begin Stored data

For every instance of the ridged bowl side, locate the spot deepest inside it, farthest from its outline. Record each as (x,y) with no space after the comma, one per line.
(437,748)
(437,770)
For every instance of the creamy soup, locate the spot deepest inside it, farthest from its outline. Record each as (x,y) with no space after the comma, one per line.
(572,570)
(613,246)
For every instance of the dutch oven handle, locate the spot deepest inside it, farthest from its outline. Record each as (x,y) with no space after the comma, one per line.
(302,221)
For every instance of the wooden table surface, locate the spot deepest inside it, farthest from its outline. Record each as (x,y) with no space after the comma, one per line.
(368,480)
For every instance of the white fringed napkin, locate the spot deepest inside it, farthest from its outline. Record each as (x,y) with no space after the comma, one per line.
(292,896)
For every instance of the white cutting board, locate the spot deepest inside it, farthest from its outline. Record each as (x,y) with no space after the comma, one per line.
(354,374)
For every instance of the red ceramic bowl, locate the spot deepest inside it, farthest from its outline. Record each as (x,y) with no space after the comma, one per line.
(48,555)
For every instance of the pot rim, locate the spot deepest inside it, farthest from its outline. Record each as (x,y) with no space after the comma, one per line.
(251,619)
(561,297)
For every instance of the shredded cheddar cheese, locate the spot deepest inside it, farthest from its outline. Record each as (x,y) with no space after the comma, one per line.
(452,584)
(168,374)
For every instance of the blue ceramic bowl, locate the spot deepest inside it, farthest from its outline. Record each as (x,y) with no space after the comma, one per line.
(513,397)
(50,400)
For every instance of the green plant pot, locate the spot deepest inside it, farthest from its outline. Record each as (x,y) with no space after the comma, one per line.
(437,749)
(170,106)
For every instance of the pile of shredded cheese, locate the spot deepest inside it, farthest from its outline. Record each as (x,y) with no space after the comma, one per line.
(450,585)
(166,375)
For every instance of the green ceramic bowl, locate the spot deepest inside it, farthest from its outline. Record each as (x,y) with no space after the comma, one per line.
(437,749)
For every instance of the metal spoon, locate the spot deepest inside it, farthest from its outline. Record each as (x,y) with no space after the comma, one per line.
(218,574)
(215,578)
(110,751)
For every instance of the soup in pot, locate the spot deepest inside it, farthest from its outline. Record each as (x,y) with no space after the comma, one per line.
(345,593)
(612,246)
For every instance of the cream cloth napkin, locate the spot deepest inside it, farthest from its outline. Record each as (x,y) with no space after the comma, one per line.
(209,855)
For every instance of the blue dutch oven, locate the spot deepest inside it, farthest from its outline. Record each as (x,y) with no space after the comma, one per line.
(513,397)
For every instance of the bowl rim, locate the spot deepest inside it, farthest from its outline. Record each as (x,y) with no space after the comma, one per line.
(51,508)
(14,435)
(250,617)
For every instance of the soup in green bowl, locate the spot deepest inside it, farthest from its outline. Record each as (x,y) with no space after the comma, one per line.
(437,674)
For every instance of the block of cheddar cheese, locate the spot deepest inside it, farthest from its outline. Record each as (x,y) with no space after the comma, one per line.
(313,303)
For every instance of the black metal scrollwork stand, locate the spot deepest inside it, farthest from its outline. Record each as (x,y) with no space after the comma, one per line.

end Stored data

Short exercise
Restate all of the entries exactly, please.

Written answer
For every instance of the ridged bowl side, locate the spot deepest inside it, farthest from its outline. Record each as (x,y) with no space after the comma, one per line.
(437,748)
(437,770)
For every instance of the creamy soup, locate the spot deepest inside it, farthest from its outline. Record each as (x,y) with no space after the comma, one per line.
(572,570)
(613,246)
For every instance of the dutch oven handle, locate the spot deepest inside it, farthest from its outline. Record each as (x,y) with no space after the comma, one per line.
(302,221)
For every instance of the wooden table surface, locate the spot deepest inside it, farthest from its outline. Record each as (x,y) with no space after the comma, one per line.
(368,480)
For every instance of the white fringed napkin, locate the spot deepest inside it, farthest from its outline. Record each as (x,y) with no space after the comma, one per line.
(292,896)
For every instance of the white cutting board, locate the spot deepest inside it, farthest from its outline. Record each as (x,y) with no space after the comma, one per line.
(354,374)
For every instance of the red ceramic bowl, locate the spot deepest inside it, farthest from its outline. Record each as (x,y) with no space after the comma, one per line.
(48,555)
For every instance of the pot rim, locate the spot deepest inside it, farthest from its outline. Record each as (x,y) with no space after the comma, one per line.
(251,619)
(561,297)
For every instance of the shredded cheddar cheese, locate the spot deepest inside it, farthest from its outline. Record each as (x,y) with no space after the comma, one per line.
(452,584)
(168,374)
For every instance of the blue ceramic bowl, locate the spot deepest inside it, farthest from its outline. Record each as (x,y) with no space after the comma, one per line.
(513,397)
(50,400)
For every instance of the green plant pot, locate the spot deepest inside it, farthest from its outline. Record each as (x,y) with no space after the comma, one per line.
(437,749)
(170,106)
For every instance of the pile of shredded cheese, locate the spot deepest inside it, farthest from its outline. Record each as (x,y) with no space after the comma, one per line.
(450,585)
(166,375)
For every instance of the green ceramic bowl, locate the spot deepest inside it, farthest from its outline. Record each as (x,y) with no space after the comma, one per line.
(437,749)
For every instance of the metal spoon, locate the spot deepest inside it, farthest from its outline. Record each as (x,y) with no space after the comma, one per line.
(218,574)
(215,578)
(110,751)
For every instance of the soup in pot, locate the spot deepest inside it, farthest from its outline. Record each as (x,y) with no space after the comma, one per line.
(345,593)
(612,246)
For every instance of the cream cloth napkin, locate the spot deepest inside it, farthest from its outline. Record each as (x,y) with no space after the comma, one per line.
(209,855)
For every instance of the blue dutch oven, locate the spot deepest inside it, farthest from its outline. Record each as (x,y) with no space after the comma, one per line.
(513,397)
For every instance of the bowl rim, locate the spot deepest inside it, farthest from its outline. Record each as (x,y) with no space after the comma, one per line.
(51,508)
(14,435)
(250,617)
For every instance of the soup in green bowl, locate the spot deepest inside it, farthest from its outline. Record each as (x,y) with no space after the comma, one per line.
(437,674)
For every instance of the block of cheddar cheese, locate the spot deepest inside it, farthest from its outline. Record each as (x,y) with no space after the comma, one per line.
(313,303)
For every instance of the black metal scrollwork stand, locate the spot deepest inside it, farthest from its outline. Record each as (x,y) with no space after the comma, one per line.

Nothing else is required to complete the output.